▸ Items from a data source:

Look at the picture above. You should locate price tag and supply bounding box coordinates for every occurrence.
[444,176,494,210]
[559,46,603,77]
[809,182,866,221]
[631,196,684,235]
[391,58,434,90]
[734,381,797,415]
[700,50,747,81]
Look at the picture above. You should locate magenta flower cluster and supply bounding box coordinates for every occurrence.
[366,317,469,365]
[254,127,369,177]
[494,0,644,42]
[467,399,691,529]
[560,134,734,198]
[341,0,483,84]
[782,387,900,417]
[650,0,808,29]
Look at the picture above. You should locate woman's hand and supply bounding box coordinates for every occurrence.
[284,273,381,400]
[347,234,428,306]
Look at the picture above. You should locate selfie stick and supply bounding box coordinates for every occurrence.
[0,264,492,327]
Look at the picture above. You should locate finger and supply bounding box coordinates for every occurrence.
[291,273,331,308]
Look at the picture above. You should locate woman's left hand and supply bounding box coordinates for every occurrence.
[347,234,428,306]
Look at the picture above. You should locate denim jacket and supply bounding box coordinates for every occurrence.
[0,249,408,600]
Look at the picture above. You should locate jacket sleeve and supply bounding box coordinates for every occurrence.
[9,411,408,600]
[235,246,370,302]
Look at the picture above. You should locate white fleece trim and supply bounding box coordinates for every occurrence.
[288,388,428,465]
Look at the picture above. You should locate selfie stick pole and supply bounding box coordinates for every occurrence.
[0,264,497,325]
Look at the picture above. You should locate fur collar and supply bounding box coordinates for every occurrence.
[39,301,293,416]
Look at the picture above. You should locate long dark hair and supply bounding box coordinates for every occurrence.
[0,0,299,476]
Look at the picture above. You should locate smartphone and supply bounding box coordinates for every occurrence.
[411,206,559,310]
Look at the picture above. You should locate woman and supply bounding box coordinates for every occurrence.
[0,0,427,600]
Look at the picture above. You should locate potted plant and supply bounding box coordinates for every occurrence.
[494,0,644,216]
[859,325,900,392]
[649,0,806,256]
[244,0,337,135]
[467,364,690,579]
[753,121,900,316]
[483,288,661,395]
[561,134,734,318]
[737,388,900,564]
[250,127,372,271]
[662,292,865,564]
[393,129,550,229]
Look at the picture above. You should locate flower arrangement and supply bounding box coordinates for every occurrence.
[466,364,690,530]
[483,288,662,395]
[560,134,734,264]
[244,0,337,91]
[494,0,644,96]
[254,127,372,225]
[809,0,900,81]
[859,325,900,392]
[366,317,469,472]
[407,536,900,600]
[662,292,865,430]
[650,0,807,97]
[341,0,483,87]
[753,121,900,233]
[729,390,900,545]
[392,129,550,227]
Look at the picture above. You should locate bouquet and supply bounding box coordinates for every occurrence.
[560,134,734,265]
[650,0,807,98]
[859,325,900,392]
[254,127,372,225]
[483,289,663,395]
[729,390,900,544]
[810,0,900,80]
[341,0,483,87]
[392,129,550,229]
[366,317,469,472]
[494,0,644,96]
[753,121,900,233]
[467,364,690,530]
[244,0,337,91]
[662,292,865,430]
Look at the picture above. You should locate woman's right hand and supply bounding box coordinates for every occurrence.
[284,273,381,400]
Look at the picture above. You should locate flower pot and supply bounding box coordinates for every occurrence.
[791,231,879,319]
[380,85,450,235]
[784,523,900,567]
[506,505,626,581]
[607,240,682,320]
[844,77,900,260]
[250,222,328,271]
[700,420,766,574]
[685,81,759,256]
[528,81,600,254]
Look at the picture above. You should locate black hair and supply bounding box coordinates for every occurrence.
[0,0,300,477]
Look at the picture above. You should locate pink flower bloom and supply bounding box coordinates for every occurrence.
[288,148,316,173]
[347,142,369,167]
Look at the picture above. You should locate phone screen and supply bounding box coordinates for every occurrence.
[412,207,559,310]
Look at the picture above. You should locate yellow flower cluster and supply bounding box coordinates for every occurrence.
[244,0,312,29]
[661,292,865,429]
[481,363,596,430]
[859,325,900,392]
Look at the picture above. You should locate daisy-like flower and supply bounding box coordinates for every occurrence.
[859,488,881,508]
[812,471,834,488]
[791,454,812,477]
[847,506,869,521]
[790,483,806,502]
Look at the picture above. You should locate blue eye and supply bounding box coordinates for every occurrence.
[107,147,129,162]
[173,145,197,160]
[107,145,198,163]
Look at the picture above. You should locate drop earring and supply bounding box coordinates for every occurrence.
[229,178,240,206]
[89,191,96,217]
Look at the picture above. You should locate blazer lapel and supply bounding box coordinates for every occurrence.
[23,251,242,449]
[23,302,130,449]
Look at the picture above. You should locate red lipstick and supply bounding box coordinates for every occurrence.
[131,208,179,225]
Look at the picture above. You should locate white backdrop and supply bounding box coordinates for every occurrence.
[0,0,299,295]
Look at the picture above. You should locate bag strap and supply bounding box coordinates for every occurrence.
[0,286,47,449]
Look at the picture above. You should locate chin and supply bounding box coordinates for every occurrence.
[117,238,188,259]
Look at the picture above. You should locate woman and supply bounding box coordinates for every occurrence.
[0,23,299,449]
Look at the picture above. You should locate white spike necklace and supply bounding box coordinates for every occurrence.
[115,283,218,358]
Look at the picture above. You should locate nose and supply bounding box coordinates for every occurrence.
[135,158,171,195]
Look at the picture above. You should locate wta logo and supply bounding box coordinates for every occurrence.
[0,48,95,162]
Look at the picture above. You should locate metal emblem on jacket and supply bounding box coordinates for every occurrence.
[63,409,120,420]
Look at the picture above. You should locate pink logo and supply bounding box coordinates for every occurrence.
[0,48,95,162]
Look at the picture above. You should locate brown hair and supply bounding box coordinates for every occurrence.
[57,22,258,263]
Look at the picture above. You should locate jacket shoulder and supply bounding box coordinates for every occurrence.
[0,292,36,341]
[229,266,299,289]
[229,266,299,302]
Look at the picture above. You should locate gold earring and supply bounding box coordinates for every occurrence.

▸ TASK PROMPT:
Reproduce each entry exactly, leaving out nothing.

▸ RESPONSE:
Look at the picture above. You should locate price tag and supply bounding box coordinates for every occurrence.
[444,176,494,210]
[559,46,603,77]
[809,182,866,221]
[631,196,684,235]
[391,58,434,90]
[734,381,797,415]
[700,50,747,81]
Look at the picture above. You should locate magenta flower cluster and supply bounding box coordinates for every occurrence.
[366,317,469,365]
[254,127,369,177]
[494,0,644,42]
[467,399,691,529]
[560,134,734,198]
[341,0,483,84]
[782,387,900,417]
[650,0,808,29]
Look at the picture above. You should locate woman's hand and supply bounding box coordinates for every occurrence.
[284,273,381,400]
[347,234,428,306]
Look at the picture above. You should locate selfie stick and supply bounding box coordinates for every occurrence.
[0,264,492,327]
Look at the picture above. You should locate finger and supply bounding box coordinates for every occurrence.
[291,273,331,308]
Look at the picture above. You should locate woman's left hand and supply bounding box coordinates for every occurrence.
[347,234,428,306]
Look at the picture above. You should locate denim jacket and supply bounding box coordinates for every occurrence.
[0,249,408,600]
Look at the picture above. You should locate jacket sleeve and supply bounding box coordinates for every occurrence.
[9,411,408,600]
[235,246,370,302]
Look at the picture above. You should locate white fleece trim and supply bounding box coordinates for every occurrence.
[288,388,428,465]
Look at the picture above. You should locate selfie stick pole and supply bounding box coordinates for every occurrence.
[0,264,497,325]
Look at the picture above. You should locate fur collar and supply bounding box coordinates for every occurrence.
[39,301,293,416]
Look at the picture above. You should locate long dark hair and supply bounding box coordinates for every occurrence.
[0,0,299,476]
Look at the picture above. You should locate smartphone and supply bounding box coordinates for every occurrence.
[411,206,559,310]
Look at the picture above. You should locate woman and supply bounding box coordinates for every occurrence.
[0,0,427,600]
Look at the picture above. You should locate potted plant and supply bounding box coordinates for every occurrence.
[494,0,644,216]
[859,325,900,392]
[649,0,806,256]
[244,0,337,135]
[467,364,690,579]
[753,121,900,316]
[483,288,661,395]
[561,134,734,318]
[737,388,900,564]
[250,127,372,271]
[662,292,865,564]
[393,129,550,229]
Look at the picture above. You should locate flower arrangement and supply bounding box coordinates for every occurrence.
[466,364,690,530]
[483,288,662,395]
[560,134,734,264]
[244,0,337,91]
[494,0,644,96]
[254,127,372,225]
[809,0,900,81]
[859,325,900,392]
[366,317,469,472]
[407,536,900,600]
[662,292,865,430]
[650,0,807,97]
[341,0,483,87]
[753,121,900,233]
[729,390,900,545]
[392,129,550,227]
Look at the picture above. You should locate bouquet and supply bounding box coordinates for every occurrence.
[560,134,734,265]
[650,0,807,98]
[859,325,900,392]
[254,127,372,225]
[483,289,663,395]
[729,390,900,544]
[810,0,900,80]
[341,0,483,87]
[392,129,550,229]
[366,317,469,472]
[494,0,644,96]
[753,121,900,233]
[467,364,690,530]
[244,0,337,91]
[662,292,865,430]
Look at the picture above. You should locate woman's right hand and supply bounding box coordinates for every occurrence.
[284,273,381,400]
Look at the picture above. You should locate flower pot and supply bounding box coordinates for every occurrence.
[791,231,879,319]
[380,85,450,235]
[784,523,900,567]
[506,505,626,581]
[607,240,682,320]
[844,77,900,260]
[250,222,328,271]
[700,420,766,574]
[685,81,759,256]
[528,81,600,254]
Look at the picture above. You should locate black hair and supply bounding box coordinates for every occurrence.
[0,0,300,477]
Look at the picture above. You should locate pink flower bloom and supply bounding box coordinates for every occurrence.
[288,148,316,173]
[347,142,369,167]
Look at the picture above. You should locate phone screen and supply bounding box coordinates for every occurrence.
[412,207,559,310]
Look at the picture above. You should locate yellow flower cluster and supply bounding box coordinates for every occurrence.
[244,0,312,29]
[661,292,865,429]
[481,363,596,430]
[859,325,900,392]
Look at the picture above. You should locate daisy-like flower and supply bounding box coordinates for every occurrence.
[859,488,881,508]
[812,471,834,488]
[791,454,812,477]
[847,506,869,521]
[790,483,806,502]
Look at the picture above. You should locate blue eye and supply bounding box coordinates for every occurrence.
[107,147,129,162]
[173,145,197,160]
[107,145,198,163]
Look at the picture above. You should locate drop earring and supply bounding box coordinates for every occurrence.
[229,178,240,206]
[89,191,96,217]
Look at the picture above. You should locate blazer lapel and supply bounding box coordinates for every occurrence.
[23,251,242,449]
[23,302,130,449]
Look at the picture above. You should locate red lipstick and supply bounding box coordinates for every occurrence.
[131,208,179,225]
Look at the picture above. You should locate white backdrop and supply bounding box coordinates for every occurrence.
[0,0,299,295]
Look at the picture above. You should locate bag strap and supply bounding box coordinates for every occurrence.
[0,286,47,449]
Look at the picture above. You should locate chin and supply bounding box coordinates for every occurrence.
[117,238,188,259]
Look at the picture above. You should locate woman and supply bounding box coordinates for every occurrence.
[0,23,299,449]
Look at the picture above. You should locate white spike necklace and supply bounding box coordinates for every occurrence.
[115,283,218,358]
Look at the picture above. You should locate nose and supply bounding box coordinates for every occurrence.
[135,158,171,195]
Look at the picture above. You should locate wta logo and supply bounding box coordinates for every occurrence.
[0,48,95,162]
Look at the picture above. You should locate metal emblem on jacket and supply bounding box coordinates for every occurrence.
[63,409,120,420]
Look at the picture above. You should locate pink logo and supply bounding box coordinates for every occurrence.
[0,48,95,162]
Look at the picture above. You should locate brown hair and supply bounding box coordinates for every occurrence.
[57,22,258,263]
Look at the picture above. You should locate jacket shoulder and supply bounding box coordinates for every occurrence.
[0,292,36,341]
[229,266,299,289]
[229,266,299,302]
Look at the picture above. You should locate gold earring and supply bounding box coordinates for every occurrence.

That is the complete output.